DATA PROVIDED =

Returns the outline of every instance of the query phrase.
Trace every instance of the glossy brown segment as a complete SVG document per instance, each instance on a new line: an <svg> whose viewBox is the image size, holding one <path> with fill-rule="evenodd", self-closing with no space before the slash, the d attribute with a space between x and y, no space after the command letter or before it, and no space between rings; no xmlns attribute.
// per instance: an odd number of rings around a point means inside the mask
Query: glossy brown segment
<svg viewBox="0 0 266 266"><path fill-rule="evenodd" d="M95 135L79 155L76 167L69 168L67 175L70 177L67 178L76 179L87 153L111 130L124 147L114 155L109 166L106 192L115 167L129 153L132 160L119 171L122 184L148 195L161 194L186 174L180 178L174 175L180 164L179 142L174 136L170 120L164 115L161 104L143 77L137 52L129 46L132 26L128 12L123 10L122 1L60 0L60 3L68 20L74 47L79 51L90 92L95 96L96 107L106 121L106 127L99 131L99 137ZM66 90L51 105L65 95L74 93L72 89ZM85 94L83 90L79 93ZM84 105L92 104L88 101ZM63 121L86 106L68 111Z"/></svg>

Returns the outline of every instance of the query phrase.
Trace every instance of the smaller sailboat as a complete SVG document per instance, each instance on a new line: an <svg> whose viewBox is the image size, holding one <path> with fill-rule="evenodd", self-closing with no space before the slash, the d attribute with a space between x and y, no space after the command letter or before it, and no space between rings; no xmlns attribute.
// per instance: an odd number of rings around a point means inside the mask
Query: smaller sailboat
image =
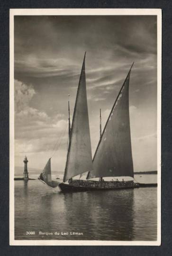
<svg viewBox="0 0 172 256"><path fill-rule="evenodd" d="M69 146L63 182L54 182L49 159L39 180L63 192L139 187L133 180L105 181L103 177L134 178L129 113L128 91L131 68L115 101L92 160L85 71L81 68L71 128L69 102ZM100 113L101 121L101 112ZM74 179L87 174L86 180ZM99 178L97 181L88 179Z"/></svg>

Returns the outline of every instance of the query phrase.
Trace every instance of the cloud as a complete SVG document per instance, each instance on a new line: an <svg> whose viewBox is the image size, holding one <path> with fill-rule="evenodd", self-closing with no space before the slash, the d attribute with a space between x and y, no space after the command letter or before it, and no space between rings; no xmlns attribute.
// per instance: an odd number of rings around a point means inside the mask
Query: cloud
<svg viewBox="0 0 172 256"><path fill-rule="evenodd" d="M63 114L49 117L30 106L36 91L31 85L15 81L15 154L52 151L57 141L66 145L67 121Z"/></svg>
<svg viewBox="0 0 172 256"><path fill-rule="evenodd" d="M14 80L15 109L18 112L26 108L36 91L33 87Z"/></svg>

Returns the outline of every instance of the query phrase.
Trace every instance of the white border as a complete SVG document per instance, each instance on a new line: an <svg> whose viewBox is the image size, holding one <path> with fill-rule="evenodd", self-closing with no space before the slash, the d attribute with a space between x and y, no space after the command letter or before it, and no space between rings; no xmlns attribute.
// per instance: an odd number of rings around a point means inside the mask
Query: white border
<svg viewBox="0 0 172 256"><path fill-rule="evenodd" d="M157 16L157 240L101 241L14 239L14 15L156 15ZM161 9L10 9L9 11L9 244L26 246L161 245L162 10Z"/></svg>

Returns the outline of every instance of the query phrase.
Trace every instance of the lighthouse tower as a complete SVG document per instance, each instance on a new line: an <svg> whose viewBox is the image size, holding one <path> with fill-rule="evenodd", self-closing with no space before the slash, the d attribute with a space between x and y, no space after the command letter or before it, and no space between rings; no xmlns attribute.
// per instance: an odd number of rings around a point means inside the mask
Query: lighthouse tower
<svg viewBox="0 0 172 256"><path fill-rule="evenodd" d="M23 178L24 180L28 180L28 173L27 171L27 163L28 160L27 157L26 155L25 159L23 160L23 162L25 164L24 172L23 172Z"/></svg>

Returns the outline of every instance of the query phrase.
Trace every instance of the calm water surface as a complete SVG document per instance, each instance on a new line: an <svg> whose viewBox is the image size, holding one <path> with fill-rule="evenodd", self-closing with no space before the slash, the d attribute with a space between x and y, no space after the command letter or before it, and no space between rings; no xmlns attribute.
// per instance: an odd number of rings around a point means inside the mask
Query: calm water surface
<svg viewBox="0 0 172 256"><path fill-rule="evenodd" d="M63 194L37 180L15 186L16 239L156 240L156 187Z"/></svg>

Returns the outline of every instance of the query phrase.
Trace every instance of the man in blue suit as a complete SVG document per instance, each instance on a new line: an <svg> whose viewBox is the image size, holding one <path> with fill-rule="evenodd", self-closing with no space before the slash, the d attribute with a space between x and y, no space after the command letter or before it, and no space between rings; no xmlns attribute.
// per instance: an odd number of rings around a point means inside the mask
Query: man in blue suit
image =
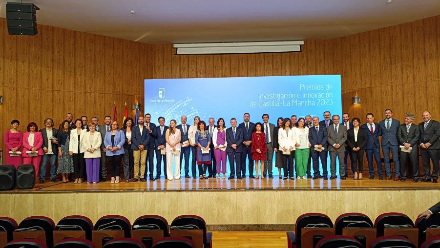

WHAT YOU NEED TO DO = Write out every line of the listing above as a numbered list, skipping blank lines and leaving out the pictures.

OUTPUT BELOW =
1. Returns the outline of every instance of the query phrase.
2. Trace every instance of the glossy brown segment as a complete SVG document per instance, each instance on a new line: an <svg> whose viewBox is the image size, holding one <path> with fill-rule="evenodd", self-closing with no space before the slash, the d attribute with a space between x and y, no space after the command letter or before it, and no space between rings; no xmlns attribute.
3. // per instance: an odd number of rings around a point means inside the mask
4. Query: glossy brown segment
5. <svg viewBox="0 0 266 266"><path fill-rule="evenodd" d="M95 135L79 155L76 167L69 168L67 175L70 177L67 178L76 179L87 153L111 130L124 147L114 155L109 166L106 192L115 167L129 153L132 160L119 171L122 184L148 195L161 194L186 174L180 178L174 175L180 164L179 142L174 136L170 120L164 115L161 104L143 77L137 52L129 46L132 26L128 12L123 10L122 1L60 0L60 3L68 20L74 47L79 51L90 92L95 96L96 107L106 121L106 127L99 131L99 137ZM66 90L51 105L65 95L74 93L72 89ZM85 94L83 90L79 93ZM84 105L92 104L88 101ZM63 121L86 106L68 111Z"/></svg>
6. Returns the outline of every instance of the query phrase.
7. Trace every instance of the smaller sailboat as a complete SVG document per instance, each instance on a new line: an <svg> whose viewBox is the image size, holding one <path> with fill-rule="evenodd", self-closing with no space before the slash, the d attribute with a space between x and y, no space after the command letter or before it, and no space between rings; no xmlns attribute.
8. // per instance: an odd number of rings around a point means inside the mask
9. Query: smaller sailboat
10. image =
11. <svg viewBox="0 0 172 256"><path fill-rule="evenodd" d="M69 146L63 182L54 182L49 159L39 180L63 192L139 187L133 180L105 181L103 177L134 178L129 113L128 91L131 68L115 101L92 160L85 71L81 68L71 128L69 102ZM100 113L101 121L101 112ZM74 179L87 174L86 180ZM99 178L97 181L88 179Z"/></svg>
12. Returns the outline of every instance of the query phrase.
13. Trace every instance of the cloud as a complete SVG document per instance, each instance on a new line: an <svg> whose viewBox is the image size, holding one <path> with fill-rule="evenodd", self-closing with no space before the slash, the d attribute with a space between x and y, no space after the command letter or before it, and no space between rings; no xmlns attribute.
14. // per instance: an odd number of rings around a point means inside the mask
15. Query: cloud
16. <svg viewBox="0 0 172 256"><path fill-rule="evenodd" d="M63 114L49 117L30 106L36 91L31 85L15 81L15 154L52 151L57 141L66 145L67 121Z"/></svg>
17. <svg viewBox="0 0 172 256"><path fill-rule="evenodd" d="M14 80L15 109L18 112L26 108L36 91L33 87Z"/></svg>
18. Returns the outline of every instance of the query phrase.
19. Trace every instance of the white border as a complete SVG document per instance, each instance on a new line: an <svg> whose viewBox is the image size, holding one <path> with fill-rule="evenodd", self-closing with no space before the slash, the d attribute with a space between x and y, no space after the command letter or before it, and no space between rings; no xmlns attribute.
20. // per instance: an odd number of rings around a point means inside the mask
21. Query: white border
22. <svg viewBox="0 0 172 256"><path fill-rule="evenodd" d="M157 16L157 240L101 241L14 239L14 15L156 15ZM161 9L10 9L9 11L9 244L26 246L161 245L162 10Z"/></svg>
23. Returns the outline of every instance of the query phrase.
24. Trace every instance of the lighthouse tower as a complete SVG document per instance, each instance on a new line: an <svg> whose viewBox is the image size, holding one <path> with fill-rule="evenodd", self-closing with no space before the slash, the d attribute with a space between x and y, no space after the command letter or before it, and no space between rings; no xmlns attribute.
25. // per instance: an odd number of rings around a point means inside the mask
26. Query: lighthouse tower
27. <svg viewBox="0 0 172 256"><path fill-rule="evenodd" d="M23 178L24 180L28 180L28 173L27 171L27 163L28 160L27 157L26 155L25 159L23 160L23 162L25 164L24 172L23 172Z"/></svg>
28. Returns the outline of every instance of the query phrase.
29. Trace every instance of the calm water surface as a complete SVG document per instance, each instance on a new line: an <svg> whose viewBox is the image size, holding one <path> with fill-rule="evenodd", self-closing with no space before the slash, the d attribute with a space between x and y, no space after the command letter or before it, and no space between rings; no xmlns attribute.
30. // per instance: an odd number of rings around a point means inside the mask
31. Query: calm water surface
32. <svg viewBox="0 0 172 256"><path fill-rule="evenodd" d="M63 194L37 180L15 186L16 239L156 240L156 187Z"/></svg>
33. Returns the outline of every instance of the query phrase.
34. Trace every instance of the man in blue suit as a complete SVG document per instance, each instance on a new line: an <svg> whose viewBox is the image size, holding one <path> with fill-rule="evenodd", self-closing with no space before the slash, the d attribute with a space between x and y, no space after the command letter or before it, and no space between rings; no xmlns attribute.
35. // per instance: an odd number of rings around a point means inside the mask
36. Query: man in blue suit
37. image =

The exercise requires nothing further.